* **The request**: Everything from the line containing "[point] every instance of the worker in" through the last line of the records must be returned verbatim, and nothing outside that range.

* **Records shown**:
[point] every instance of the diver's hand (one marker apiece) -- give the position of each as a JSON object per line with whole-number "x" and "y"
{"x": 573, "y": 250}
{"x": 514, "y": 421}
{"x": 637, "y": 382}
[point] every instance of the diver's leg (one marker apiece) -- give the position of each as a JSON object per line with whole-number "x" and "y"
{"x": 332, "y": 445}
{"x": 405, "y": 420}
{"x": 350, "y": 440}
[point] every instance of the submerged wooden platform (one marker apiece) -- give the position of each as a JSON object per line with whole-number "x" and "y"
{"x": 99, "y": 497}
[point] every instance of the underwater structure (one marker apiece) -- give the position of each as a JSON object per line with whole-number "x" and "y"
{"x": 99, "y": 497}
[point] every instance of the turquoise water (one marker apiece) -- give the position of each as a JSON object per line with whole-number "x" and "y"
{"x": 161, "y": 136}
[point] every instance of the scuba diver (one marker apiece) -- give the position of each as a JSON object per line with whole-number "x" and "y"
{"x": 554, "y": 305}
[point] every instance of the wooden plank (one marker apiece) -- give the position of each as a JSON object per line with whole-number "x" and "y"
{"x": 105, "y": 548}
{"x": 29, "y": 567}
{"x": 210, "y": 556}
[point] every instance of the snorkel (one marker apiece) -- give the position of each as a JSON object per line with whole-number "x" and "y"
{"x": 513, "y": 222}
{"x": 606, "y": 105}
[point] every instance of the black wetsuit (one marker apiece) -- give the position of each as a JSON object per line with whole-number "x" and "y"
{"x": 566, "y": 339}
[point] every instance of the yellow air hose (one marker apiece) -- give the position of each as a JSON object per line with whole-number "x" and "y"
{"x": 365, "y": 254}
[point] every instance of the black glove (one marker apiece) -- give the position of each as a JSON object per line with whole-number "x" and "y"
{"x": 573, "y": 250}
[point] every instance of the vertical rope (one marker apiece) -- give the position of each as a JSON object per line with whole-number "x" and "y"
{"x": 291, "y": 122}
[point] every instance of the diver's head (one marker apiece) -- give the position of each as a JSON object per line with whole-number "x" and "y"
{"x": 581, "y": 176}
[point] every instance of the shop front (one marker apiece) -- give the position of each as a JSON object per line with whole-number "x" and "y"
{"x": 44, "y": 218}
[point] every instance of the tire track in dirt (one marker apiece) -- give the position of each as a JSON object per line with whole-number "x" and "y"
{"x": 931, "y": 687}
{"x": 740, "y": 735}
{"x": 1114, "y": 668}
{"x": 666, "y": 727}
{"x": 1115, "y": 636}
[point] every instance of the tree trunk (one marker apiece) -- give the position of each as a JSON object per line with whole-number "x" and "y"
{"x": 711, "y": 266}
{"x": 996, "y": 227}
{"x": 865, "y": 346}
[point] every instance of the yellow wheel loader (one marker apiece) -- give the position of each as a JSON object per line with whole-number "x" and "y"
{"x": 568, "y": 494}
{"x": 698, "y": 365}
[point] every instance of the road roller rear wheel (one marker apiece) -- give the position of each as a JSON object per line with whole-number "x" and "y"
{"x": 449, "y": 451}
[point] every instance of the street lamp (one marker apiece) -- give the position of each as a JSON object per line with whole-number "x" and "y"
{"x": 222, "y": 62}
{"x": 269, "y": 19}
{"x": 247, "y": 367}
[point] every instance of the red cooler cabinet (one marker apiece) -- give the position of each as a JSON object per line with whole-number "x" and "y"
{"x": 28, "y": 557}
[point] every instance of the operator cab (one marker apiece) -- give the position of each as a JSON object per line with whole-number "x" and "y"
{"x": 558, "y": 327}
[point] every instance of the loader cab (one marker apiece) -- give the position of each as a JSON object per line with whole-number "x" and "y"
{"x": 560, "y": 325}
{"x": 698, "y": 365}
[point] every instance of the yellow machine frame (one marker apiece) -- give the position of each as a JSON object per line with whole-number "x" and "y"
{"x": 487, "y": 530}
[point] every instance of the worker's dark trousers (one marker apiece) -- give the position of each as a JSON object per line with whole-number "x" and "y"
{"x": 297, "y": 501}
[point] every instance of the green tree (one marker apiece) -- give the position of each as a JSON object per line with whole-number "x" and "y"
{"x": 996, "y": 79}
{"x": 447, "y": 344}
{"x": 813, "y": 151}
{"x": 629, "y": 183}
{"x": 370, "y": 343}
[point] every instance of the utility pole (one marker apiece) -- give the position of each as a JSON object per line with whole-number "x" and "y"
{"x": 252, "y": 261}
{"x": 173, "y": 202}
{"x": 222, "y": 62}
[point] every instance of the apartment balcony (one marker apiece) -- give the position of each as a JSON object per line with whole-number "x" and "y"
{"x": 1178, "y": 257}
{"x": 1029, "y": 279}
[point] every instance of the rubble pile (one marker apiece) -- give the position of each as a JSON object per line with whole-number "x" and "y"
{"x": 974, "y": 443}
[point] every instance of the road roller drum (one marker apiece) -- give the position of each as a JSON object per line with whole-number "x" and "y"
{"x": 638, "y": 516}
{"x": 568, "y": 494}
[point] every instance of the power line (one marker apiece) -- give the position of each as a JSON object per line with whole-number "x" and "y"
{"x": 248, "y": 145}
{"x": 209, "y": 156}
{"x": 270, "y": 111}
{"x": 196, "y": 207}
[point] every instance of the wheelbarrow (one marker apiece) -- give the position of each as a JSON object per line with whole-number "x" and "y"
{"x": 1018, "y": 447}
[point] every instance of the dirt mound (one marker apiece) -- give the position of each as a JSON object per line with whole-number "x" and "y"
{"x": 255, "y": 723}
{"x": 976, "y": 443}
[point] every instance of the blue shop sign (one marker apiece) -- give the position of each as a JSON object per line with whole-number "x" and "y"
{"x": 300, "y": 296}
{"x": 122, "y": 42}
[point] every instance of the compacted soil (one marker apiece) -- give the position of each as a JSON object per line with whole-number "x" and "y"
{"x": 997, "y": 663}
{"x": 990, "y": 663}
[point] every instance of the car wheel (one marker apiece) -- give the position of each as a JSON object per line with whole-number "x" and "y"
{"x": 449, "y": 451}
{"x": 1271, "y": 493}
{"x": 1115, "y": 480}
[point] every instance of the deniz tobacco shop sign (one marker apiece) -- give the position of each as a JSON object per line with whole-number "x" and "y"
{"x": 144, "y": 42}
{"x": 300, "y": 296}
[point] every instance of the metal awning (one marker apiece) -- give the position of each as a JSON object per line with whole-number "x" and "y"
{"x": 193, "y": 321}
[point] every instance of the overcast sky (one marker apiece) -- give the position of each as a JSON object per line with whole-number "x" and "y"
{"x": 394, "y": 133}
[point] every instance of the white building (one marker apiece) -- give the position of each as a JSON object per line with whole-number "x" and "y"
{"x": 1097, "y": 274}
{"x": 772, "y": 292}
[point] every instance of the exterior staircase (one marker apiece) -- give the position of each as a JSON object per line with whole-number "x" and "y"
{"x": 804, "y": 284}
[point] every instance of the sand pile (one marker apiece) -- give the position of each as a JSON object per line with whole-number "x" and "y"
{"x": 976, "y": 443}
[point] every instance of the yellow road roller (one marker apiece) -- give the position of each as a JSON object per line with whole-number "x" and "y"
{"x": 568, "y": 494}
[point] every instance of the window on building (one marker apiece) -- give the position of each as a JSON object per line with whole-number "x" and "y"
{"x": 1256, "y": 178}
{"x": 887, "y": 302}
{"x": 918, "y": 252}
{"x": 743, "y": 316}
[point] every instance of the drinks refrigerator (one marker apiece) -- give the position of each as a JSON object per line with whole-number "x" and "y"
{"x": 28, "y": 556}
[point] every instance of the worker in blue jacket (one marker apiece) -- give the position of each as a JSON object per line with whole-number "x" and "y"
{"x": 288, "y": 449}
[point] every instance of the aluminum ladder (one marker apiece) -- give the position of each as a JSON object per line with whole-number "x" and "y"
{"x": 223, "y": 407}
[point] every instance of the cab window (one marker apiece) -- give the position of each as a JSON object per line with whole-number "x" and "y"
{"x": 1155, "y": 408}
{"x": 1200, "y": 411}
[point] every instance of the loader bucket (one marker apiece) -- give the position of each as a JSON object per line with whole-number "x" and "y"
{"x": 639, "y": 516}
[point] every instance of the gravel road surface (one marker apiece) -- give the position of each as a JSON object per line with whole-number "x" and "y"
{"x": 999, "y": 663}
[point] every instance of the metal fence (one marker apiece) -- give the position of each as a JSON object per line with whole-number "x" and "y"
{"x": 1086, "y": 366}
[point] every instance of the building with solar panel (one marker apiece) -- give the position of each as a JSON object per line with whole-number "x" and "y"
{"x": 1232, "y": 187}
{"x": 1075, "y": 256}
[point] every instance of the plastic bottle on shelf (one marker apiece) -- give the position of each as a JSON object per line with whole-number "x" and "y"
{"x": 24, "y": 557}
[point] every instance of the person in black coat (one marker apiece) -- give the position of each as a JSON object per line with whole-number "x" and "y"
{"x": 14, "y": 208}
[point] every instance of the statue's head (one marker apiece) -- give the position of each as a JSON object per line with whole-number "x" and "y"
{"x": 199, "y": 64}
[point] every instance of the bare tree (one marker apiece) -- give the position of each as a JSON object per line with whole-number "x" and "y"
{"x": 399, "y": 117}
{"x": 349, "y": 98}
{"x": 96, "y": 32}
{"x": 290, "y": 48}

* **The answer**:
[point] every instance of the worker in blue jacket (one marker apiece) -- give the position of each as a JSON object per line with whole-number "x" and "y"
{"x": 288, "y": 449}
[point] every instance of the aluminum ladder (one marker apiece) -- give the position of each as a JSON object per line with whole-number "x" and "y"
{"x": 223, "y": 407}
[point] every instance of the cab window (one marker apiece) -- give the position of each as a JSON object per line with whole-number "x" and "y"
{"x": 1155, "y": 408}
{"x": 1200, "y": 411}
[point] every instance of the loader bucket (one marker apiece) -- give the position of each as a JSON object per line with whole-number "x" and "y"
{"x": 639, "y": 516}
[point] every instance of the gravel road surface (one marker apiece) -- give the position of each as a JSON object per line with whole-number "x" and "y"
{"x": 999, "y": 663}
[point] every instance of the metal fence (one marker apiece) -- give the position of each as a JSON object per line with whole-number "x" and "y"
{"x": 1086, "y": 366}
[point] every instance of the building with solar panel (one marker apiece) -- give the position of each as a JSON object per line with whole-number "x" and "y"
{"x": 1232, "y": 187}
{"x": 1075, "y": 256}
[point] every instance of the plastic bottle on shelf (one marker apiece) -- give the position of each as a JSON object per line with whole-number "x" and "y"
{"x": 24, "y": 557}
[point] every instance of the person in black coat (one marker apiece) -- give the position of each as a JSON object per line with whole-number "x" and "y"
{"x": 14, "y": 208}
[point] every instance of the statue's head (one marker apiece) -- give the position of each as a JSON object per line with whole-number "x" and "y"
{"x": 199, "y": 64}
[point] every instance of the bare tree (one marker apiece) -- give the position of each as a JSON object per line with whole-number "x" and "y"
{"x": 399, "y": 117}
{"x": 349, "y": 98}
{"x": 96, "y": 32}
{"x": 290, "y": 48}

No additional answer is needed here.